TEKS KUTIPAN
+++++

RIAU pOS

      Poligami seperti Komedi yang Pahit 
           
      23 Februari 2007 Pukul 08:54  
      Masalah poligami sepertinya terus saja menjadi perbincangan yang hangat. 
Belakangan ini kasus poligami lagi menimpa sejumlah artis ibu kota, sepertinya 
akan menjadi run news yang menyedot perhatian publik. 

        Sebenarnya poligami dibenarkan Alquran, bahkan poligami telah ada dan 
terjadi tanpa batas pada masyarakat jahiliyah sebelum Alquran turun. Justru 
Alquran turun untuk memberikan batasan, terutama yang bersifat kualitatif, 
yaitu keadilan. 

      Dalam buku Bangga Jadi Perempuan milik Faqiruddin Abdul Kodir, ada 
beberapa pertimbangan (al-munasabah) yang harus diperhatikan dalam memaknai 
ayat poligami. Untuk mengenali pertimbangan-pertimbangan pemaknaan ayat 
poligami, harus dilakukan pembacaan secara lengkap terhadap penggalan ayat 
sebelum dan sesudahnya, juga dengan ayat lain yang terkait berikut alur bahasa 
penyusunan, serta konteks di mana dan kapan ayat tersebut turun. Pada saat yang 
sama prinsip-prinsip Alquran dalam membicarakan relasi laki-laki dan perempuan 
juga harus disertakan sebagai bahan acuan pemaknaan. 

      Di Tengah Kondisi Sosial
      Yang memutuskan kapan poligami bisa dilakukan atau tidak adalah 
masyarakat, sepanjang persyaratan dan kondisi memang memungkinkan, dengan cara 
melakukan penelitian atas kondisi tersebut dan meminta pendapat mereka sejauh 
mana keadilan bisa ditegakkan atas kewewenangan poligami.

      Dalam konteks ini, poligami memang halal, tetapi harus diletakkan pada 
kondisi dan persyaratan seperti yang direkam ayat Al-Nisa. Pada saat yang sama, 
harus juga ditegaskan bahwa sesuatu yang halal dalam fiqih bisa saja dilarang 
ketika nyata-nyata mendatangkan kemudharatan kepada banyak pihak. Apa lagi jika 
melenceng dari persyaratan yang telah digariskan. 

      Artinya, ketika poligami sebagai solusi terhadap pemeliharaan anak-anak 
yatim ternyata mendatangkan persoalan sosial, maka bisa saja ia dilarang dan 
pemeliharaan anak-anak yatim itu tidak harus dilakukan dengan cara mengawini 
ibu-ibu mereka. Dalam hal ini, yang berhak menentukan apakah poligami itu tepat 
atau tidak adalah masyarakat sendiri, dengan melakukan penelitian dan jajak 
pendapat. Dan dalam hal ini berarti sama sekali tidak melanggar syari'at atau 
Alquran.

+++++

DATA YANG DIBERIKAN
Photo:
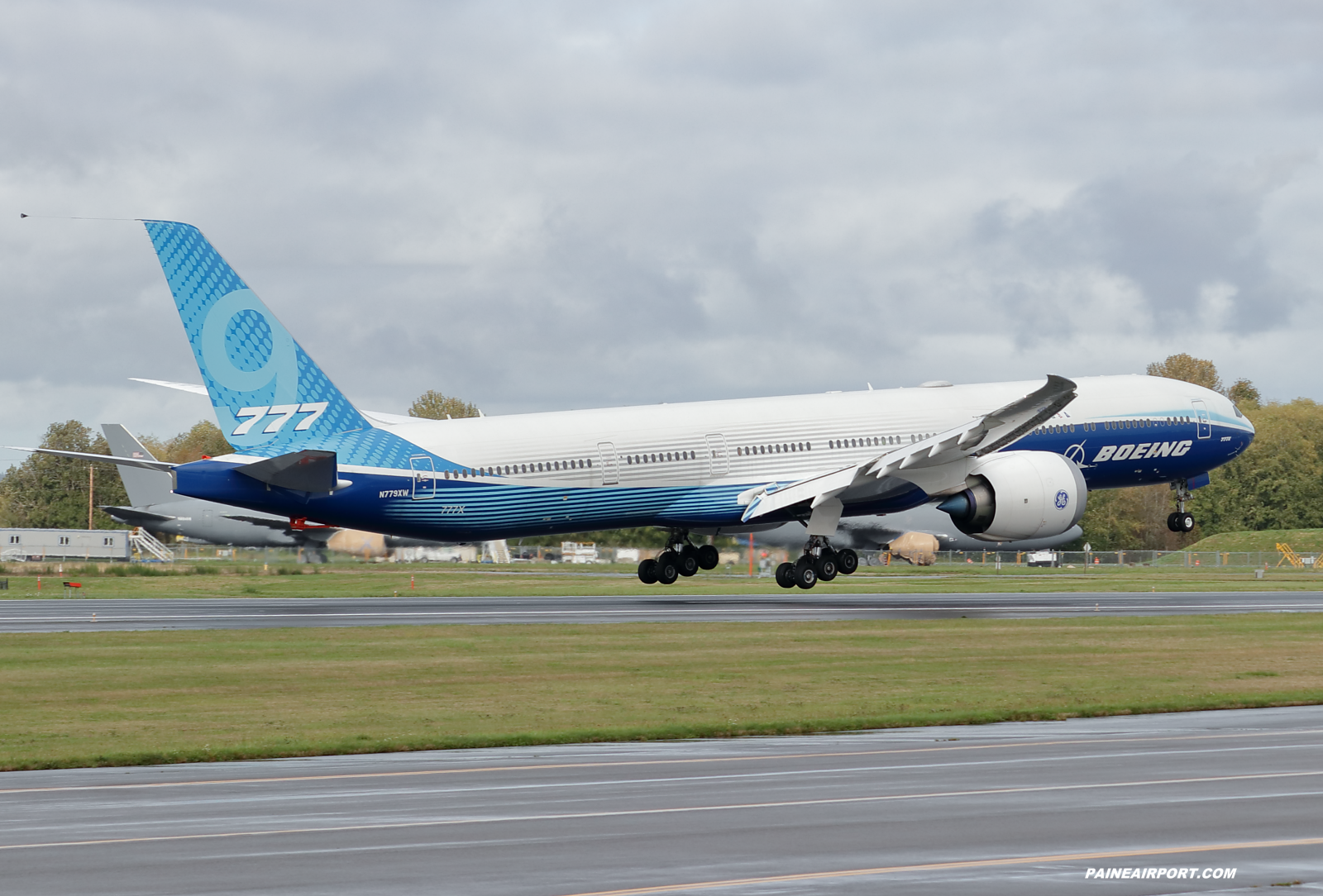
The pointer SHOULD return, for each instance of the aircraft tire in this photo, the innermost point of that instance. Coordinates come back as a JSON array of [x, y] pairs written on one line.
[[688, 563], [668, 567], [805, 575], [826, 567], [648, 571], [786, 575]]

+++++

DAFTAR TUGAS
1. Jawablah pertanyaan berikut berdasarkan artikel tentang poligami.
(a) Batasan kualitatif apa yang diberikan Alquran terhadap poligami?
(b) Apa judul buku milik Faqiruddin Abdul Kodir yang disebutkan dalam artikel?
(c) Siapa yang berhak menentukan apakah poligami itu tepat atau tidak?
2. Tentukan apakah setiap pernyataan berikut sesuai dengan artikel tentang poligami, lalu kutip kata-kata artikel yang menjadi dasarnya.
(a) Poligami sudah ada pada masyarakat jahiliyah sebelum Alquran turun.
(b) Sesuatu yang halal dalam fiqih sama sekali tidak dapat dilarang.
(c) Pemeliharaan anak-anak yatim harus dilakukan dengan cara mengawini ibu-ibu mereka.
3. Tuliskan kembali secara persis seluruh bagian artikel tentang poligami, mulai dari "23 Februari 2007" hingga "yaitu keadilan.".
Materi di atas tidak digunakan dalam hal ini.

JAWABAN
1.
(a) Keadilan.
(b) Bangga Jadi Perempuan.
(c) Masyarakat sendiri, dengan melakukan penelitian dan jajak pendapat.

2.
(a) Ya: "poligami telah ada dan terjadi tanpa batas pada masyarakat jahiliyah sebelum Alquran turun"
(b) Tidak: "sesuatu yang halal dalam fiqih bisa saja dilarang ketika nyata-nyata mendatangkan kemudharatan kepada banyak pihak"
(c) Tidak: "pemeliharaan anak-anak yatim itu tidak harus dilakukan dengan cara mengawini ibu-ibu mereka"

3.
23 Februari 2007 Pukul 08:54  
      Masalah poligami sepertinya terus saja menjadi perbincangan yang hangat. 
Belakangan ini kasus poligami lagi menimpa sejumlah artis ibu kota, sepertinya 
akan menjadi run news yang menyedot perhatian publik. 

        Sebenarnya poligami dibenarkan Alquran, bahkan poligami telah ada dan 
terjadi tanpa batas pada masyarakat jahiliyah sebelum Alquran turun. Justru 
Alquran turun untuk memberikan batasan, terutama yang bersifat kualitatif, 
yaitu keadilan.